### RECORDS FOR THE EXERCISE

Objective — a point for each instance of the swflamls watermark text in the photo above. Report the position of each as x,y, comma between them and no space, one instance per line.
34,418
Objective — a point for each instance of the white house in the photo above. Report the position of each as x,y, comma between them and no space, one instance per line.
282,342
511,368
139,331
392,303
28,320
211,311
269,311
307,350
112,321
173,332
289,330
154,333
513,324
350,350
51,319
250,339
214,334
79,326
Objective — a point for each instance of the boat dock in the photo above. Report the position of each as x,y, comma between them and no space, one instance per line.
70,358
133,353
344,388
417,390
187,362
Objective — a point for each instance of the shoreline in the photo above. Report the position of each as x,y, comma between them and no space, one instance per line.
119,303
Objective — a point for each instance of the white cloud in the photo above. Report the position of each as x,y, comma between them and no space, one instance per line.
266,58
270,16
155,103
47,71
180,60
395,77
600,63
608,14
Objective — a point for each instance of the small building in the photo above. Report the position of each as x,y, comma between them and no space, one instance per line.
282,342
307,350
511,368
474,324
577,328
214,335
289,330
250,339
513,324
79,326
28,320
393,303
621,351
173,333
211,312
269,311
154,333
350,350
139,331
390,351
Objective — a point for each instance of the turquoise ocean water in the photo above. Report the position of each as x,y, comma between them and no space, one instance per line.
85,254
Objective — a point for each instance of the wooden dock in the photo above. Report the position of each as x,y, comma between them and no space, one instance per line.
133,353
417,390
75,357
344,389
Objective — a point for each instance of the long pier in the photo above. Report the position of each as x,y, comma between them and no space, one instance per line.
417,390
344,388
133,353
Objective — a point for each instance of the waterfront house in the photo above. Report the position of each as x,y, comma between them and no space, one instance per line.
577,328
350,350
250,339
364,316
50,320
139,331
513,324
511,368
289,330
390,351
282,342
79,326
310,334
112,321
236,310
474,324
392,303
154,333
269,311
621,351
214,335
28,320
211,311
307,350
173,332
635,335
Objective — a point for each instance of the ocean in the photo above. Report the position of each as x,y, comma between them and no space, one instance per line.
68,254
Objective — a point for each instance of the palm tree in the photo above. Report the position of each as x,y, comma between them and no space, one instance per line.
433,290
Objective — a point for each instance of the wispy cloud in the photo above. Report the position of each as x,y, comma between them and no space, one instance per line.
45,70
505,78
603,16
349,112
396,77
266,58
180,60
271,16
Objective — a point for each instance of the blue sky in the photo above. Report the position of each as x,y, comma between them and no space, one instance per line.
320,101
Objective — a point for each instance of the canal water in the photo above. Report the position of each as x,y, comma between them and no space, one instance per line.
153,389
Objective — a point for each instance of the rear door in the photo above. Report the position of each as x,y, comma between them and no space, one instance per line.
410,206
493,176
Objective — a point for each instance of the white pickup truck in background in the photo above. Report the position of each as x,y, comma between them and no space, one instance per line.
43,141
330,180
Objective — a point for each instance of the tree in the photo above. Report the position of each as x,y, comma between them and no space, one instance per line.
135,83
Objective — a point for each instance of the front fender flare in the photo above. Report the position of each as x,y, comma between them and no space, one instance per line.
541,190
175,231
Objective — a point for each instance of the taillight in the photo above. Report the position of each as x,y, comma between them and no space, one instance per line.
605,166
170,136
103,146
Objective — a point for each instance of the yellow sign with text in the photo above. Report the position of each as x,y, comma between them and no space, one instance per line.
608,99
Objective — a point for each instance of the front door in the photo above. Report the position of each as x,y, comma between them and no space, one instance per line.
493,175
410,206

######

#### WORK TO COMPLETE
Reproduce all of the data above line for line, with no changes to wording, numbers, or punctuation.

#### WRITTEN SOLUTION
Objective — a point for each instance of the swflamls watermark text in the photo above. Report the position of each as x,y, comma between them and no space, one instance per line.
34,418
Objective — a point for each instance of the white house in the photo above. Report the position of each as x,y, comma between them and no space, one instance per line.
282,342
511,368
139,331
392,303
28,320
211,311
269,311
307,350
112,321
173,332
289,330
154,333
513,324
350,350
51,319
250,339
214,334
79,326
Objective — a point for each instance of the boat dock in the photo above. Report the position of each as x,y, comma between them and no space, one instance per line.
70,358
133,353
344,388
417,390
187,362
Objective — a point for each instance of the shoreline in the photo above. Report the position of each as x,y, comma between them and no space, one instance per line.
119,303
Objective — a point for each instance of the white cloud in the photo above. Report the position of each as x,y, comma between them and no space, one instance per line.
266,58
270,16
155,103
47,71
180,60
395,77
600,63
608,14
Objective — a point for each instance of the small building in the photo above. Report the position of each as x,y, comma between them and no space, one instance per line.
282,342
307,350
511,368
474,324
577,328
214,335
289,330
250,339
513,324
79,326
28,320
393,303
621,351
173,333
211,312
269,311
154,333
350,350
139,331
390,351
Objective — a point for each instance of the turquoise ocean water in the photo above. Report the position of each as x,y, comma between them and no space, one instance per line.
85,254
Objective — a point for each instance of the wooden dock in the photo above. Report the position of each as x,y, comma between them and no space, one instance per line.
133,353
417,390
75,357
344,389
Objective — a point for each instance of the long pier in the photo above. Report the position of each as x,y, comma between them and no space, one instance per line.
417,390
344,388
133,353
Objective — a point for each instance of the waterfront house in the photo above. Report the position of each as x,y, comma between them and no space, one instance per line.
577,328
350,350
250,339
364,316
50,320
139,331
513,324
511,368
289,330
390,351
282,342
79,326
310,334
112,321
236,310
474,324
392,303
154,333
269,311
621,351
214,335
28,320
211,311
307,350
173,332
635,335
Objective — a point for each instance of the ocean in the photo above. Report the position of each as x,y, comma between them and no space, one instance per line.
68,254
Objective — a point for each instance of the palm tree in the photo above. Report the position of each as x,y, comma between them and no space, one instance per line.
433,290
Objective — a point for each instance of the wispy cloud in the photo above. Report the position of each as x,y, comma between them and no space, one instance per line.
45,70
505,78
603,16
349,112
396,77
266,58
180,60
271,16
Objective — a point for each instance of the blue sky in the photo above. Report the position of each as x,y, comma between them and no space, one instance per line.
320,101
Objective — a point for each instance of the canal water in the photo above. Report the position of each as x,y, comma between them and no space, one instance per line.
153,389
Objective — a point for each instance of the rear door in the photo above. Report the position of each as x,y, comma between them and no space, one instance per line.
410,206
493,176
Objective — a point for each instance of the white pickup truck in background in the photo above. Report the position of each as x,y, comma between them and no space, one instance per line.
43,141
330,180
Objective — a point for each instance of the tree in the photo above. Report the position of each as x,y, comma between them and no space, one instance per line.
135,83
Objective — a point for each instance of the front fender flare in the photo above. Report the position of each as x,y, comma between them and no space, one instance per line.
541,190
175,231
Objective — a point for each instance of the taillight in the photo above. Report the position of each as x,y, comma between them and no space, one instance per line.
605,166
170,136
103,146
Objective — a point for each instance of the yellow sign with text in the photo above. Report the position of each as x,y, comma between them and no space, one instance per line.
608,99
Objective — a point for each instance of the front door in the photo above. Report the position of each as x,y, comma between them and no space, one instance per line.
493,175
410,206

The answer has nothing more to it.